— Start of TEXT SEGMENT —
Subject to the terms and conditions of Section 15(d) of the Securities Exchange
Act of 1934, the undersigned Registrant hereby undertakes to file with the
Securities and Exchange Commission such supplementary and periodic information,
documents and reports as may be prescribed by any rule or regulation of the
Commission heretofore or hereafter duly adopted pursuant to authority conferred
in that section.


                              RULE 484 UNDERTAKING

Sections 33-770 et seq, inclusive of the Connecticut General Statutes ("C.G.S.")
regarding indemnification of directors and officers of Connecticut corporations
provides in general that Connecticut corporations shall indemnify their
officers, directors and certain other defined individuals against judgments,
fines, penalties, amounts paid in settlement and reasonable expenses actually
incurred in connection with proceedings against the corporation. The
corporation's obligation to provide such indemnification generally does not
apply unless (1) the individual is wholly successful on the merits in the
defense of any such proceeding; or (2) a determination is made (by persons
specified in the statute) that the individual acted in good faith and in the
best interests of the corporation and in all other cases, his conduct was at
least not opposed to the best interests of the corporation, and in a criminal
case he had no reasonable cause to believe his conduct was unlawful; or (3) the
court, upon application by the individual, determines in view of all of the
circumstances that such person is fairly and reasonably entitled to be
indemnified, and then for such amount as the court shall determine. With respect
to proceedings brought by or in the right of the corporation, the statute
provides that the corporation shall indemnify its officers, directors and
certain other defined individuals, against reasonable expenses actually incurred
by them in connection with such proceedings, subject to certain limitations.

Citigroup Inc. also provides liability insurance for its directors and officers
and the directors and officers of its subsidiaries, including the Registrant.
This insurance provides for coverage against loss from claims made against
directors and officers in their capacity as such, including, subject to certain
exceptions, liabilities under the federal securities laws.
— End of TEXT SEGMENT —
— Start of SUPPLIED MATERIAL —
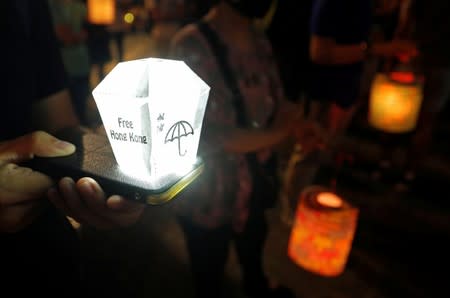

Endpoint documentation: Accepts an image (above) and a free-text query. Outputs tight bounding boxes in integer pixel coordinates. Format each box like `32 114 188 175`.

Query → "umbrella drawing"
164 120 194 156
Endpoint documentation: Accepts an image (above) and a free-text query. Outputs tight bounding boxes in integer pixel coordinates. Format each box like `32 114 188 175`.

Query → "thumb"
0 131 76 163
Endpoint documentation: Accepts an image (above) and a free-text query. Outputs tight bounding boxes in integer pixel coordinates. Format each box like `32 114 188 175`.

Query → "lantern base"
24 131 204 205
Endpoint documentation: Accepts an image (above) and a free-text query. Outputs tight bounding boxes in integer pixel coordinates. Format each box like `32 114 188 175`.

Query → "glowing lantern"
87 0 116 25
288 187 359 276
92 58 210 188
369 72 422 133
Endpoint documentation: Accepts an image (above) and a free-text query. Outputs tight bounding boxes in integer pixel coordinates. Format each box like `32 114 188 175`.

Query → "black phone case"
24 131 203 205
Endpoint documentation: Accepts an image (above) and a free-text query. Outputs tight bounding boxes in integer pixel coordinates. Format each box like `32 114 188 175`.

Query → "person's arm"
32 89 80 134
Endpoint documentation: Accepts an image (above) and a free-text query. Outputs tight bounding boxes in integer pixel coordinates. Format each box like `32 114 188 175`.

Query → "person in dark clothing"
0 0 143 297
308 0 417 149
397 0 450 190
266 0 312 101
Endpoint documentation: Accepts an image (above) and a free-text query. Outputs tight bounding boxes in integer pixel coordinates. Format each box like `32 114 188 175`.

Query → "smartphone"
24 131 204 205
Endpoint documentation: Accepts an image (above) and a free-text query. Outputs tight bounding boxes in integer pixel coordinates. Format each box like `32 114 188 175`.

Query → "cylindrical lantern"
369 72 423 133
288 186 359 276
87 0 116 25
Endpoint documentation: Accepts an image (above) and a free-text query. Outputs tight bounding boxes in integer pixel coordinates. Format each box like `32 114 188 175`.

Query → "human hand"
48 177 144 230
0 131 75 233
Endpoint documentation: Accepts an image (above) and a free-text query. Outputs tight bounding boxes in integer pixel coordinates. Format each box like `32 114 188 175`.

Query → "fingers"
0 201 43 233
0 131 75 163
48 177 112 229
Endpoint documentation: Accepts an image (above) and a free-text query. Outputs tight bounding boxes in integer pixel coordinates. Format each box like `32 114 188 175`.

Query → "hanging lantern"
288 186 359 276
87 0 116 25
369 71 423 133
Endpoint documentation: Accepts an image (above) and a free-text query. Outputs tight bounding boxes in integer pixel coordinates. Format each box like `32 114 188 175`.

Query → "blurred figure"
86 22 112 82
0 0 143 297
266 0 312 101
170 0 320 297
308 0 417 183
108 0 131 62
48 0 91 125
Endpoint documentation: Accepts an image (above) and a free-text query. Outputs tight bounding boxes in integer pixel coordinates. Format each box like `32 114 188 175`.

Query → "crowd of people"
0 0 450 297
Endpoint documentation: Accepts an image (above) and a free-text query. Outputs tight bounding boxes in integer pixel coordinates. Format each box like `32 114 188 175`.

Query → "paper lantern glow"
369 72 422 133
288 186 358 277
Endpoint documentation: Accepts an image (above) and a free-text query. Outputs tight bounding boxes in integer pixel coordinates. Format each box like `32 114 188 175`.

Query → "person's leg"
178 217 232 298
69 76 90 125
234 211 269 297
405 68 450 180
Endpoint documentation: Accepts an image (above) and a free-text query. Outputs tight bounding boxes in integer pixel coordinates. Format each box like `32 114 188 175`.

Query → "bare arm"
32 89 79 134
310 35 417 65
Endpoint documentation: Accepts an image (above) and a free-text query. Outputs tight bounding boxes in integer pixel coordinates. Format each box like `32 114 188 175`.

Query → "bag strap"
197 20 259 169
197 21 247 127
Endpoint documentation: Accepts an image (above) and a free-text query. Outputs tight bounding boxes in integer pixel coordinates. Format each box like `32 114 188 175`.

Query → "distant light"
317 192 343 208
123 12 134 24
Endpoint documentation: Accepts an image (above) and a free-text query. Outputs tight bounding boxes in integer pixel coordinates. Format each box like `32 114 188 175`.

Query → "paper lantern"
288 186 359 277
369 72 423 133
87 0 116 25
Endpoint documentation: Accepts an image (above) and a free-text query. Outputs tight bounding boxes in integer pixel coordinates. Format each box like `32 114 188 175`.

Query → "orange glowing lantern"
87 0 116 25
288 186 359 277
369 72 423 133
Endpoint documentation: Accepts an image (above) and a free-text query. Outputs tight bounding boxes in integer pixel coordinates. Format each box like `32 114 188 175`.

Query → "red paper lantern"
369 72 422 133
288 187 359 276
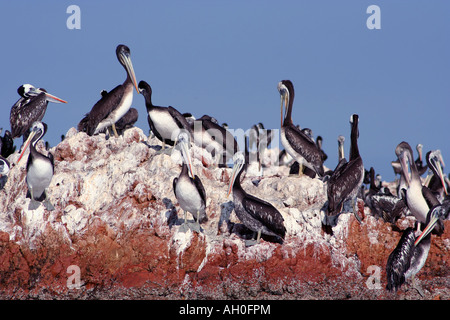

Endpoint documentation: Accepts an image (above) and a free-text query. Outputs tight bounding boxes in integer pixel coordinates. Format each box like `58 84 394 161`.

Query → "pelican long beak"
414 208 439 246
123 55 139 93
45 92 67 103
28 88 67 103
17 131 36 163
179 140 195 179
398 153 411 185
280 94 283 127
227 164 241 198
436 157 448 195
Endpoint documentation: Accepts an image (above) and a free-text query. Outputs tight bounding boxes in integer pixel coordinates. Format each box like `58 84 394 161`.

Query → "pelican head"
116 44 139 93
17 83 67 103
227 151 245 197
17 121 47 163
395 141 413 185
277 80 294 126
426 150 448 195
176 131 195 179
0 157 9 177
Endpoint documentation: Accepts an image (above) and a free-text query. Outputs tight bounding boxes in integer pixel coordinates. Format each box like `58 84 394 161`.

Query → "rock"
0 128 450 299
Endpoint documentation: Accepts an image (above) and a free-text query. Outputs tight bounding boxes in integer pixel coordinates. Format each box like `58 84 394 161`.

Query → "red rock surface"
0 125 450 299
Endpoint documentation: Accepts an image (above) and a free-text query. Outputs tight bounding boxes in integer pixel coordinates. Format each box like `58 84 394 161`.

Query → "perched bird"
173 132 208 232
0 156 10 177
0 128 16 158
327 114 364 223
416 199 450 245
17 121 55 211
386 228 431 296
425 150 448 201
395 141 439 223
278 80 324 177
78 44 139 137
139 81 192 151
9 84 67 141
191 115 239 167
227 151 286 246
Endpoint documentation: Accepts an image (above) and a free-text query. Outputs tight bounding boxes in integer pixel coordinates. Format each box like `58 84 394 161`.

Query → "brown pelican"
227 151 286 246
173 132 208 232
192 115 239 167
139 81 192 151
395 141 437 223
17 121 55 211
9 84 67 141
278 80 324 177
386 228 431 296
415 199 450 245
0 128 16 158
425 150 448 201
327 114 364 222
0 156 10 177
79 44 139 137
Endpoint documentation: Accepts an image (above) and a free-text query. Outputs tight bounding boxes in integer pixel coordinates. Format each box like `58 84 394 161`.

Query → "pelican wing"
386 228 416 291
193 175 206 205
242 194 286 237
167 106 192 136
9 92 47 139
87 85 125 136
284 126 323 175
327 158 361 215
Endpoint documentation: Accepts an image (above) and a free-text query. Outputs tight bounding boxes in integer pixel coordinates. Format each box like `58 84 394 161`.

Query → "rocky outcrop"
0 128 450 299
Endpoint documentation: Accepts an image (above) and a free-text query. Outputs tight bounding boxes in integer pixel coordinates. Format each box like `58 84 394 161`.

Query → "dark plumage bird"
78 44 139 137
139 81 192 150
249 122 274 170
17 121 55 211
426 150 448 201
316 136 328 163
173 132 208 232
0 156 10 177
0 129 16 158
191 115 239 167
327 114 364 222
416 199 450 244
9 84 67 141
414 143 427 176
386 228 431 295
228 151 286 246
278 80 324 177
395 141 439 223
116 108 139 134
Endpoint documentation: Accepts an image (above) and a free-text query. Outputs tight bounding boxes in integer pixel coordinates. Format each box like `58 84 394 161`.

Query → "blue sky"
0 0 450 180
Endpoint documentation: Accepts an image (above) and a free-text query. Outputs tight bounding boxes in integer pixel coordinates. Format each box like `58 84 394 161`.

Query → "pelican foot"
411 276 425 298
244 240 258 247
188 222 202 233
43 199 55 211
28 199 40 210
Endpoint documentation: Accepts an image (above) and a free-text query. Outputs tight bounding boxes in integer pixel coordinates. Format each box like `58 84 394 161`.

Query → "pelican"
17 121 55 211
386 227 431 296
79 44 139 138
415 200 450 245
227 151 286 246
425 150 448 200
0 128 16 158
327 114 364 223
395 141 437 223
139 81 192 151
9 84 67 141
278 80 324 177
173 132 208 232
0 156 10 177
192 115 239 166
— End of SUPPLIED MATERIAL —
EXERCISE PROMPT. Return the portion of the indemnification text between "Subject to the" and "in that section.", inclusive. Rely solely on the indemnification text, not on the data.

OUTPUT.
Subject to the terms and conditions of Section 15(d) of the Securities Exchange
Act of 1934, the undersigned Registrant hereby undertakes to file with the
Securities and Exchange Commission such supplementary and periodic information,
documents and reports as may be prescribed by any rule or regulation of the
Commission heretofore or hereafter duly adopted pursuant to authority conferred
in that section.